— DONNÉES FOURNIES —
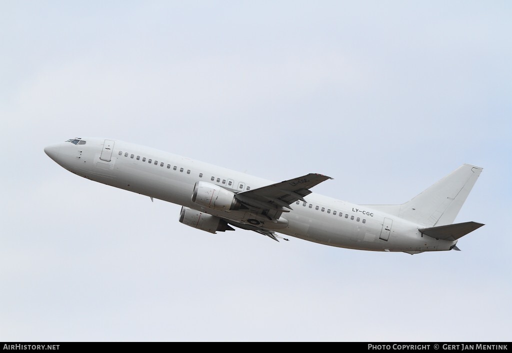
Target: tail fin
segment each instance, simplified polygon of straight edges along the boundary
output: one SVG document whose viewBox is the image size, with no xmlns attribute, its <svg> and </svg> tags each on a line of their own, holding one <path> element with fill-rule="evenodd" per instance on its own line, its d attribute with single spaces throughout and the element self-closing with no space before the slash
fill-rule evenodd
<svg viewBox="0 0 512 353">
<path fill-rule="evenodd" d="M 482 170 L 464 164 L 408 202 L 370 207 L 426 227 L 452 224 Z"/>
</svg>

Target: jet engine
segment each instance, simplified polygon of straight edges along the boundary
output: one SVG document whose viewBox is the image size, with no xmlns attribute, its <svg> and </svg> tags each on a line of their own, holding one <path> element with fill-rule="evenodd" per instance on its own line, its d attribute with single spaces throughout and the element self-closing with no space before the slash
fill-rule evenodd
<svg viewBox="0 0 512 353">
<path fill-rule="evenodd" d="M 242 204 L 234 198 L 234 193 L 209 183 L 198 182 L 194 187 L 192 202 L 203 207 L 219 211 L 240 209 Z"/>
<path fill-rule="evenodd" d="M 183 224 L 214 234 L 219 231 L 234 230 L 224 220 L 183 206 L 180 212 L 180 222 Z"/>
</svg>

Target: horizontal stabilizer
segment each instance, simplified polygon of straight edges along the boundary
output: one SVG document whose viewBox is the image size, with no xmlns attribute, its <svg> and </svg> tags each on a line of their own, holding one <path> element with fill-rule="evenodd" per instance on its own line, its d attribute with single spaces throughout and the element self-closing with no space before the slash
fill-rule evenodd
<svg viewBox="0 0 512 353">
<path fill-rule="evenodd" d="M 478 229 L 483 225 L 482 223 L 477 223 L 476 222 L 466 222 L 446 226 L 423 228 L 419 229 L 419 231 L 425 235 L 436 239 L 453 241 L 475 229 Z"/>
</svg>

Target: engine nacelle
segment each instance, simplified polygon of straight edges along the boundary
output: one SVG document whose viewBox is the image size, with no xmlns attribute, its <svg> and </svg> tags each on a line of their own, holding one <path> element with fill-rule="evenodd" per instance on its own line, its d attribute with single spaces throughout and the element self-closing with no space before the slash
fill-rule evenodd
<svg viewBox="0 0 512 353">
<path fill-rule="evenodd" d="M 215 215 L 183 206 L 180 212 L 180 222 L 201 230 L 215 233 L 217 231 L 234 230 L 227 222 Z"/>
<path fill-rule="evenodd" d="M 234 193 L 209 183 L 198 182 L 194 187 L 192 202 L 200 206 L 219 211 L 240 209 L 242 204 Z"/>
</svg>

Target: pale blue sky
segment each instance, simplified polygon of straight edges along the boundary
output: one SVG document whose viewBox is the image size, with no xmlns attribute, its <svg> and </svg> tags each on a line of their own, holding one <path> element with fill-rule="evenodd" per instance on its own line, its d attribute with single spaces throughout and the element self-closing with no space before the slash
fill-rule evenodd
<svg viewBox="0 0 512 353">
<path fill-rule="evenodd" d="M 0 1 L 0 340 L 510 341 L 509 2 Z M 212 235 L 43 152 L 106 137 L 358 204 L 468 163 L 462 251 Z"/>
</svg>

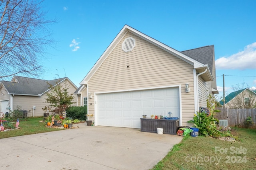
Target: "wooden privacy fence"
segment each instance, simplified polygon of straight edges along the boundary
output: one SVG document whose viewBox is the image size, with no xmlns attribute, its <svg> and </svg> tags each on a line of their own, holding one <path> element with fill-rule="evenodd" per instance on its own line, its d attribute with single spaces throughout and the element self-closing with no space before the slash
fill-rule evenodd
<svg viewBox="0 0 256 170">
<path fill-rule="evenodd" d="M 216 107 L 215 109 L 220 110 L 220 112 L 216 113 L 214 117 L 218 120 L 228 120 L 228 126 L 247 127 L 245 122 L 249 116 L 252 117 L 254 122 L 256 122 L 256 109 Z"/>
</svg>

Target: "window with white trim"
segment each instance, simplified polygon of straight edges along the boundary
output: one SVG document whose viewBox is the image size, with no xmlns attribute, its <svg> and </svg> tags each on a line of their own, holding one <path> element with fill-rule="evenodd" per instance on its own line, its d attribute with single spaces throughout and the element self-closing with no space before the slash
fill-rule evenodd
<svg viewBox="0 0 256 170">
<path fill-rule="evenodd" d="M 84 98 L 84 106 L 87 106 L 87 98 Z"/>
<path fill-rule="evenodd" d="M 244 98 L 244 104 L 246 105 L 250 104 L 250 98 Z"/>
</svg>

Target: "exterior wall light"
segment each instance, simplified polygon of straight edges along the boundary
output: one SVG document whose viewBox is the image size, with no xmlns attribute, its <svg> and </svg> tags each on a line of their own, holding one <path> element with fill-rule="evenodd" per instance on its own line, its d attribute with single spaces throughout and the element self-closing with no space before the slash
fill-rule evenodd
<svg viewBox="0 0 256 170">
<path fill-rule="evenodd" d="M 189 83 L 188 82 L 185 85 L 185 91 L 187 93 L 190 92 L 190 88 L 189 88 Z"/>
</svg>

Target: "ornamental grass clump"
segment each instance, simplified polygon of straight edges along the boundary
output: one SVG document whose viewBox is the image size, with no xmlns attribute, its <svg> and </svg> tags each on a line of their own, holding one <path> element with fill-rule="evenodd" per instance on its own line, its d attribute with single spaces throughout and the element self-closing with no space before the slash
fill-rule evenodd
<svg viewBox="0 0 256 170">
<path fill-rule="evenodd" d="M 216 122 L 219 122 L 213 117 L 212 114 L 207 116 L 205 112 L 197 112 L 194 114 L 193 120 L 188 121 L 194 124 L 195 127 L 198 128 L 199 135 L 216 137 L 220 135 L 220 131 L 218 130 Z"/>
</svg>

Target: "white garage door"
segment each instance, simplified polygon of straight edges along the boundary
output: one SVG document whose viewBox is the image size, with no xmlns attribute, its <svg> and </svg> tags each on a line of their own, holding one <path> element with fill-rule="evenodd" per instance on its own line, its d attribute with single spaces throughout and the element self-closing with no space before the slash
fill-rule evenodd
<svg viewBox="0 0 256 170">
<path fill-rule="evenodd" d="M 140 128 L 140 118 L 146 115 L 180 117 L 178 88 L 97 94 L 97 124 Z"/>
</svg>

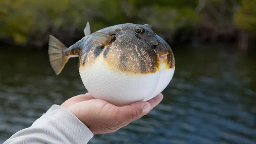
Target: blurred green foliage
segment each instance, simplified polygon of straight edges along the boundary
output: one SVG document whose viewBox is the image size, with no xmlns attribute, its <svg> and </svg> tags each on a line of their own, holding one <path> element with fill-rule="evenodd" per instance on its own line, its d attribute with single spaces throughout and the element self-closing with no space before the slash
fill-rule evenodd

— CONSIGNE —
Renvoie toutes les lignes des données ci-dessus où figure le mot « engine », en tenant compte de la casse.

— RÉPONSE CORRECTE —
Target: jet engine
Target: engine nacelle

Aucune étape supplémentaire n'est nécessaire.